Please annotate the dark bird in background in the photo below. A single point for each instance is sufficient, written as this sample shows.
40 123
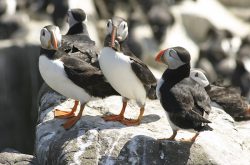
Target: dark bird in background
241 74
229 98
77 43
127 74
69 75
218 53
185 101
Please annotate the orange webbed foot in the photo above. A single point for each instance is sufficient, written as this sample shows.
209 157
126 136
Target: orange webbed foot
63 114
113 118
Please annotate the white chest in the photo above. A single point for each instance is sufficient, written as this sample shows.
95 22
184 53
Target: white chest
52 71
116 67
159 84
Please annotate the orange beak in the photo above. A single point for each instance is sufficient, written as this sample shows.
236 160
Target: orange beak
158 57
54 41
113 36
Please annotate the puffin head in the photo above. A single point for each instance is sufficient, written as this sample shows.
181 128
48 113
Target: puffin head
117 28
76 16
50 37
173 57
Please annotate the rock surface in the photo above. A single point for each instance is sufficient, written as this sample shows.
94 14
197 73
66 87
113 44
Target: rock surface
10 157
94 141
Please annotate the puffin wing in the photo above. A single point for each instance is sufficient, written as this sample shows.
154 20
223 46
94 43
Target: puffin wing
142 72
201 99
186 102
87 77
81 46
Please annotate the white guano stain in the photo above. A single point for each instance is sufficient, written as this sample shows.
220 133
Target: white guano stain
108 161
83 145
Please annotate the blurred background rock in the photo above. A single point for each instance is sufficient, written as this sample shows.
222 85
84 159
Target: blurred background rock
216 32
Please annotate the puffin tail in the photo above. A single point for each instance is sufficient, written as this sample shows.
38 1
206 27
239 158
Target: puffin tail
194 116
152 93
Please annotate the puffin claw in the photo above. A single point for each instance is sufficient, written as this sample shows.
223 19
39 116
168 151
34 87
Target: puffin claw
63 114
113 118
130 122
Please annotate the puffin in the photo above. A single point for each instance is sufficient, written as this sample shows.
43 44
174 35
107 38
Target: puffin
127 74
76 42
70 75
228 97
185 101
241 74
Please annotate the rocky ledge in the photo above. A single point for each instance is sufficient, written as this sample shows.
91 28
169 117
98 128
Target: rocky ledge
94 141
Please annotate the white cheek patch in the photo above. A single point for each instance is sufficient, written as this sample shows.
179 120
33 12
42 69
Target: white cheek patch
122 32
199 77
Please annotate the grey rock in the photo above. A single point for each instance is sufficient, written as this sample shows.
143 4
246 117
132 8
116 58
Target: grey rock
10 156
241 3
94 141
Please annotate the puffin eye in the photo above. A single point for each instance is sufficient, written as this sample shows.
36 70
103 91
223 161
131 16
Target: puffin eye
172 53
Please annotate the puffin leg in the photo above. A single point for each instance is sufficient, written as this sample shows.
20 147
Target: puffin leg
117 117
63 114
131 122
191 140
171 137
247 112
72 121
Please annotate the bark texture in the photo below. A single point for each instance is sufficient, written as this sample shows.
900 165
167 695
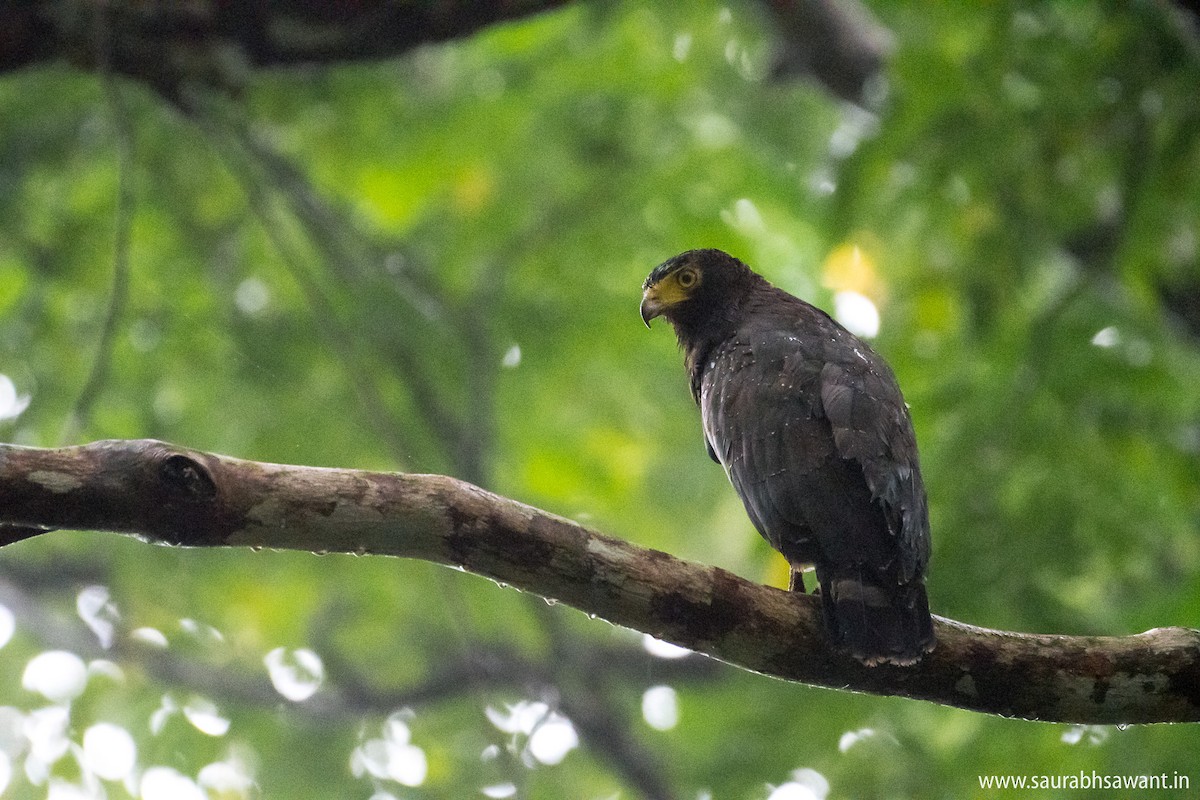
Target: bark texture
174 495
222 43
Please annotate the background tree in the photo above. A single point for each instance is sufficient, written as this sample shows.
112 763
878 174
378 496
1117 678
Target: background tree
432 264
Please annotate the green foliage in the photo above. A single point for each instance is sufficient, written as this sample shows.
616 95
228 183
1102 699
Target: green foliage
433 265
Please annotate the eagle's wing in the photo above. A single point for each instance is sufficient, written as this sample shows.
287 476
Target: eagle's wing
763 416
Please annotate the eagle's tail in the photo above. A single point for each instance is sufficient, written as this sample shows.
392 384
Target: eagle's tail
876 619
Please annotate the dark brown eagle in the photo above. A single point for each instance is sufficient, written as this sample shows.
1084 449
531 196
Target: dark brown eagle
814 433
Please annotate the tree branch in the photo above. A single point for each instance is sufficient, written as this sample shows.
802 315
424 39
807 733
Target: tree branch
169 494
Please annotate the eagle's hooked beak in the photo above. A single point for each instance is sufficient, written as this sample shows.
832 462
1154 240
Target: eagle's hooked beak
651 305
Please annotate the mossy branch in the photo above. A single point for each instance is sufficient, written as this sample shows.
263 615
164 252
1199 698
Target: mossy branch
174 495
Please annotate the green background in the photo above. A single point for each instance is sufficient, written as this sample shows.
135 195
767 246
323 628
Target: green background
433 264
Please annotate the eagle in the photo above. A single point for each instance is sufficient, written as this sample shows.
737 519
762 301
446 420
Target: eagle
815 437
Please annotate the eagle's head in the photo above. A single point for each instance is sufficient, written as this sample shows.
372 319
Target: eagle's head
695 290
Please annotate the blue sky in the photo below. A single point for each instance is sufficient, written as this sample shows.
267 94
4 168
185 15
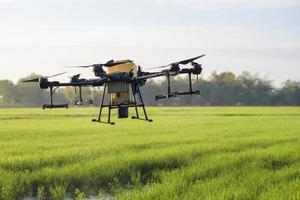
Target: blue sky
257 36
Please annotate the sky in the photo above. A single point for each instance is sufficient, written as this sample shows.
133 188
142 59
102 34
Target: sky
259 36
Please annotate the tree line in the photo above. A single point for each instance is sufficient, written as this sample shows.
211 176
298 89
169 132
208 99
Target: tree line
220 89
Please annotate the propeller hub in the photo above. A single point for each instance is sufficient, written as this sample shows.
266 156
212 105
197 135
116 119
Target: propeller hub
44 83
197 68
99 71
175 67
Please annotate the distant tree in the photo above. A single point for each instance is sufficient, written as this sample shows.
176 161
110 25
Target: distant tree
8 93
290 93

- - - - - - -

Give every record back exactly as it reads, with no images.

• RIGHT ANSWER:
Please annotate the dark bird in background in the photo below. A single point for each instance is sufficient, written as this sample shows.
40 123
Target: dark bird in background
241 74
229 98
77 43
127 74
69 75
218 53
185 101
Please annotate the orange webbed foot in the photo above. A single point for each instance is sufficient, written as this sample shows.
209 157
126 136
Target: orange webbed foot
63 114
113 118
Please annotate the white chest in the photo above. A single point for each instance is sufficient, written as this sample shows.
95 22
184 53
Target: white chest
52 71
116 67
159 84
Please annotate the orange beak in the photo above. A single point for each instance is sufficient, written as this sample shows.
236 160
Target: orange beak
158 57
54 41
113 36
Please annotate the puffin head in the photo above. A single point for each instance is sufficient, written as this sample shows.
181 128
48 113
Target: puffin head
117 28
76 16
50 37
173 57
Please annotate the rock surface in the photo above. A single point for each instance is sufficient, written as this sample shows.
94 14
197 73
66 87
113 44
Target: rock surface
10 157
94 141
Please annotate the puffin wing in the photo above. A single point for each instance is sufficient, written as this sample shows.
154 20
223 46
94 43
Target: puffin wing
142 72
201 99
186 102
87 77
81 46
Please annotate the white guano stain in the photo above. A single point for each instance is sufficient, written as this sample shows.
220 133
Target: white guano stain
108 161
83 145
Please annotate the blurred background rock in the photo above. A single point for each instance is sufficient, written as this sample shows.
222 85
84 159
Target: blurred background rock
216 32
Please annotate the puffin tail in the photo above. A single point for each instance is sufficient, written as this sample shows.
38 1
206 27
239 158
Target: puffin tail
194 116
152 93
Please annotate the puffin claw in the photo above. A single point for each instance is sufficient, written as this sample shows.
223 19
39 116
168 151
34 87
Target: puffin claw
63 114
113 118
130 122
Please annotate the puffin in the photo above. A single point for each instance is sufficient, written as this sample shows.
43 44
174 35
107 38
Target: puffin
127 74
76 42
70 75
228 97
185 101
241 74
Please annotate the rocky ledge in the photo above. A single point for each instance is sufficient, written as this sample shows.
91 28
169 117
98 128
Target: rocky ledge
94 141
Please annotate the white cheek patch in the photo above. A single point for each instance is sufficient, written as this sample shows.
179 120
33 12
42 69
Target: white cheek patch
122 32
199 77
Please annotate the grey rock in the photo above. A single point for each instance is sufficient, written as this sample shows.
143 4
246 117
132 8
116 58
Target: grey rock
10 156
241 3
94 141
Please annotate the puffin eye in the photo above. A single point for each instance is sufficient, written as this sample shows.
36 70
103 91
223 161
131 16
Target: puffin eye
172 53
Please annotate the puffin leg in the photo above. A single point for each instance is sufficient, written as this sample shows.
20 147
Target: puffin leg
117 117
63 114
131 122
191 140
171 137
247 112
72 121
Please annotate the bark texture in the photo below. A single point for each instance is sufficient, written as this sample shows.
900 165
167 695
Target: bark texture
174 495
222 43
Please annotate the background tree in the photo above. A single point for each instance is sufficient, written as this sample shows.
112 763
878 174
378 496
1117 678
Target: background tree
432 264
Please annotate the green foliage in the photo above. A single point for each instance is sufficient, written as this sample shows.
616 95
228 183
1102 699
Target: green foliage
433 265
Please annotate the eagle's wing in the photo above. A single point for each instance is sufficient, written as this sample shows.
287 476
Target: eagle's wing
763 416
Please annotate the eagle's tail in the photo above. A single point for each instance is sufficient, written as this sample shows.
392 384
Target: eagle's tail
876 619
Please annotate the dark brown eagle in the photo above. A single point for each instance is sufficient, written as this sample shows.
1084 449
531 196
Target: dark brown eagle
814 433
Please annotate the tree branch in the photo above. A single point for each instance is sufficient, written as this sample shows.
802 315
424 39
807 733
Target: tree branch
169 494
Please annotate the eagle's hooked beak in the photo above. A single point for each instance is sufficient, written as this sample shows.
832 462
1154 240
Target: eagle's hooked beak
651 305
Please annotate the mossy branch in the photo above. A single point for each instance is sufficient, written as this sample shows.
263 615
164 252
1199 698
Target: mossy branch
174 495
Please annotate the green background in the photo above. A single point for each instance is sufficient, written as this sample shows.
135 195
767 246
323 628
Target: green background
433 264
Please annotate the eagle in the photo above. A single point for each instance is sufficient, written as this sample shows.
737 519
762 301
446 420
Target: eagle
815 437
Please annotate the eagle's head in the photo above. A single point for each instance is sufficient, written as this sample shows.
372 319
Target: eagle's head
695 290
Please annotate the blue sky in the photo below. A single point for each instance is sufficient, written as this sample shows.
267 94
4 168
185 15
Target: blue sky
257 36
Please annotate the sky in the photo above. A single point for each instance is sufficient, written as this sample shows.
133 188
142 59
102 34
Target: sky
259 36
Please annotate the tree line in the photo above. A single point for each instance is sufficient, written as this sample shows.
211 176
298 89
169 132
208 99
Target: tree line
220 89
Please annotate the propeller hub in the photo above. A single point for each instance is sufficient, written as this sample shows.
266 156
212 105
197 135
116 119
Target: propeller hub
44 83
197 68
99 71
175 67
Please annotate the distant tree in the photo above. A single point for each instance is sufficient, written as this sample shows.
176 161
110 25
Target: distant tree
8 93
290 93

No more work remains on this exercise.